-- Records shown --
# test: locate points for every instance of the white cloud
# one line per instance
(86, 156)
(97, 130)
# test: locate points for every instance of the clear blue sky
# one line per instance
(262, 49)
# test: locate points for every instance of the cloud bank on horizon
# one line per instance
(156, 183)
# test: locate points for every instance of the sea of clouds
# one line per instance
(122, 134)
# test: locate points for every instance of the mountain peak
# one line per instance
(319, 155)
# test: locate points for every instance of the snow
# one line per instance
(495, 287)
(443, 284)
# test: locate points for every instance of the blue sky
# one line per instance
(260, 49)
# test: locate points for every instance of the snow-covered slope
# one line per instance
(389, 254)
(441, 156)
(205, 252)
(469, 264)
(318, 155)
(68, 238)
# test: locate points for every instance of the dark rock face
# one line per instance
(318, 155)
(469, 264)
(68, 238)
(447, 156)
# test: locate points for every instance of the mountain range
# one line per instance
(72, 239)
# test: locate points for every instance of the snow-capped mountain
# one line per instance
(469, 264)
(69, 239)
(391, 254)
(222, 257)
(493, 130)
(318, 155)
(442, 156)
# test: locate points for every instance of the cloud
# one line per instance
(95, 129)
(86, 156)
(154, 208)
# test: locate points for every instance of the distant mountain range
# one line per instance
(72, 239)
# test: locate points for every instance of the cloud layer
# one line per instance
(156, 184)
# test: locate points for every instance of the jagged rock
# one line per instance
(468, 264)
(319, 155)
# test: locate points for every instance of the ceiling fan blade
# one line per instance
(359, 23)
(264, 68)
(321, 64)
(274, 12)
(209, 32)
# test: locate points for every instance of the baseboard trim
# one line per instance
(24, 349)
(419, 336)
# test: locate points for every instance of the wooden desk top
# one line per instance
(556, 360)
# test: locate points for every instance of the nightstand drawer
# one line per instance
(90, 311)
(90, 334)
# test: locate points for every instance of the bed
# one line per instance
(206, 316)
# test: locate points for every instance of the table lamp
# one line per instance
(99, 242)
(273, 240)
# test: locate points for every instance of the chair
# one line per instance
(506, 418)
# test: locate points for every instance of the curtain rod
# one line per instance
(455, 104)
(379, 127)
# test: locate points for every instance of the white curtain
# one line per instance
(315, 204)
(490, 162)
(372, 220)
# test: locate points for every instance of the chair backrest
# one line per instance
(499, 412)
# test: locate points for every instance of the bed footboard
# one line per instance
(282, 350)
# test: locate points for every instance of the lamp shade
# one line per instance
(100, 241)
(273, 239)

* * *

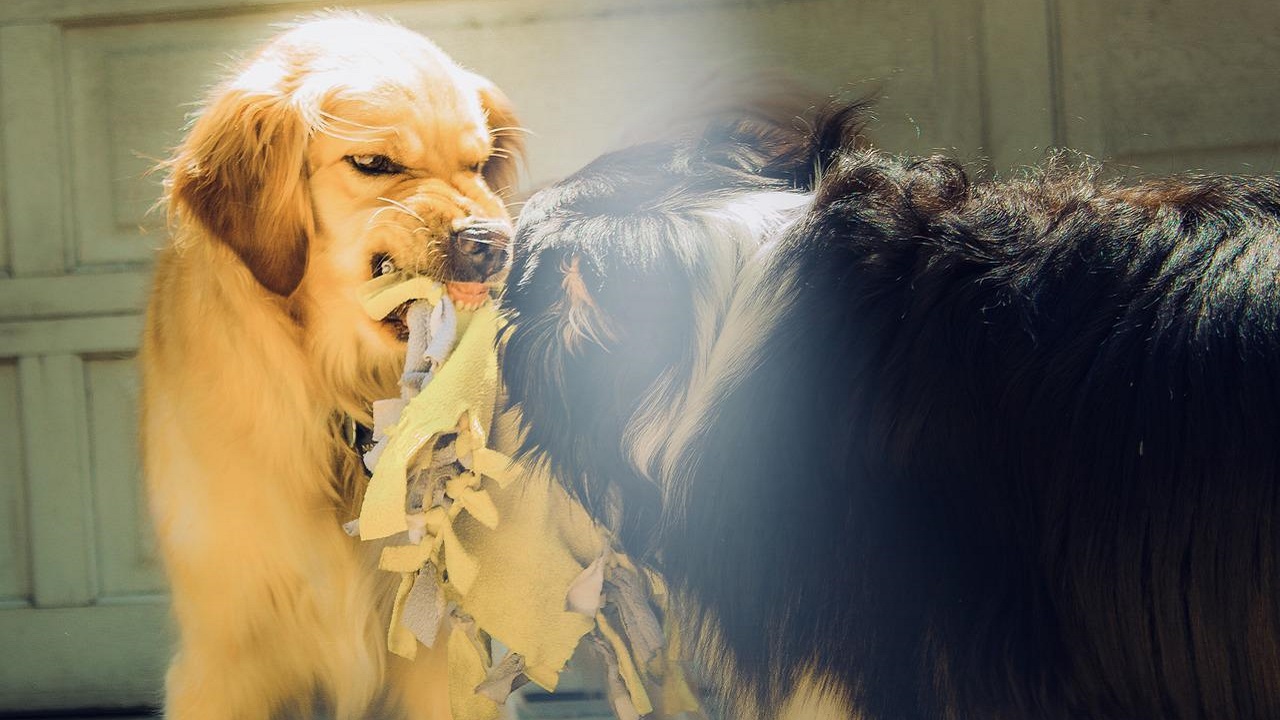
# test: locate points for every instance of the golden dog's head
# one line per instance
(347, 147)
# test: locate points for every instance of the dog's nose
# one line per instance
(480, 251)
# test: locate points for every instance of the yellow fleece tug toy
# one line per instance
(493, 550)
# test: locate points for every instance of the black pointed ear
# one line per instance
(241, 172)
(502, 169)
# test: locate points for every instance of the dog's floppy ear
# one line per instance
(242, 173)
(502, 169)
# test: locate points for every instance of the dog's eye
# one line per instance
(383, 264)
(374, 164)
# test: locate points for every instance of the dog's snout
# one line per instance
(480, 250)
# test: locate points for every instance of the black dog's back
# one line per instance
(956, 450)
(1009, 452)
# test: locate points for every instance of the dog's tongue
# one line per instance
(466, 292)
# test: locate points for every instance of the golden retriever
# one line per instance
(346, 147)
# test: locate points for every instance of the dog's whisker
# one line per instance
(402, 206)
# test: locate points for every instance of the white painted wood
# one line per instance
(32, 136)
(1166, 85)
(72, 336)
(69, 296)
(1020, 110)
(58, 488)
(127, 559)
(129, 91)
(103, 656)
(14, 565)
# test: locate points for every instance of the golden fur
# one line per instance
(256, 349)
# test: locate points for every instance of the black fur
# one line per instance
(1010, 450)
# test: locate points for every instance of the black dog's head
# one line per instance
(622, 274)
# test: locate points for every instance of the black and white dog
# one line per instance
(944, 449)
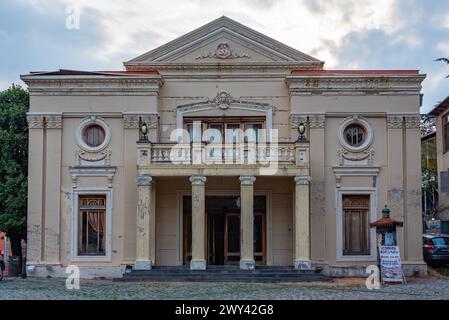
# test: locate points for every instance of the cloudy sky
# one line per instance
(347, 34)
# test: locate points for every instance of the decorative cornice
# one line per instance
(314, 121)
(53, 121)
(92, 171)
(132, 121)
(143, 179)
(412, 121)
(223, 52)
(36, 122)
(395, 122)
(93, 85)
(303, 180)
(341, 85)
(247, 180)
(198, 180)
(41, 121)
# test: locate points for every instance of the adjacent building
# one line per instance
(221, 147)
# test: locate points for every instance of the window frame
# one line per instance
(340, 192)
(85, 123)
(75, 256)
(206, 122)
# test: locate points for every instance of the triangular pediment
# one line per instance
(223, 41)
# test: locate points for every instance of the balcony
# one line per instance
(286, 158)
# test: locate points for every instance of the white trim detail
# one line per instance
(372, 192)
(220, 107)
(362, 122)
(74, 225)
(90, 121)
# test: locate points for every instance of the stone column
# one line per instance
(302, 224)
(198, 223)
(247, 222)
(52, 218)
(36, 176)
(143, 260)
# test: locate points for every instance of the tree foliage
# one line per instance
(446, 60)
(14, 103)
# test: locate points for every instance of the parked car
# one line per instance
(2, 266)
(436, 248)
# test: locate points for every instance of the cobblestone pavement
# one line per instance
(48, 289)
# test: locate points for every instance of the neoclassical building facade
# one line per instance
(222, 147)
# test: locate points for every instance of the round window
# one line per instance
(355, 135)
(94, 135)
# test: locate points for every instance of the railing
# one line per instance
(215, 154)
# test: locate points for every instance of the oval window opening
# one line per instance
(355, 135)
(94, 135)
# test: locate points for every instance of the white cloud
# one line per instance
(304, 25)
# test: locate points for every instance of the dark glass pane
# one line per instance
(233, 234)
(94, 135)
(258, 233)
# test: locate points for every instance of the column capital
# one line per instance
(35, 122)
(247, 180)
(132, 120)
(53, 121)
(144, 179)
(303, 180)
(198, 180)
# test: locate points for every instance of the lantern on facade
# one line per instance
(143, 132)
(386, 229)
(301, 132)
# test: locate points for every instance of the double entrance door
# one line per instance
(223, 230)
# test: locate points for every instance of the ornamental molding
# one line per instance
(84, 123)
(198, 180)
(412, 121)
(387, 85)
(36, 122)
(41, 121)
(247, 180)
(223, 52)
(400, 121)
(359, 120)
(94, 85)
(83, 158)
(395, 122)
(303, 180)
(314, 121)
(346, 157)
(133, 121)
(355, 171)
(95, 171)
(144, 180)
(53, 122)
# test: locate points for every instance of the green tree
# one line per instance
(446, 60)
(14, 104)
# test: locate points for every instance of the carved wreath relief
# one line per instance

-- Set task --
Locate every line in the data above that contains the word "curtain", treating uppercase and lowercase letters as different, and copy each of those lines.

-- Finished exercise --
# test: locate points for every instance of the curtain rod
# test: locate points for every instance of the white curtain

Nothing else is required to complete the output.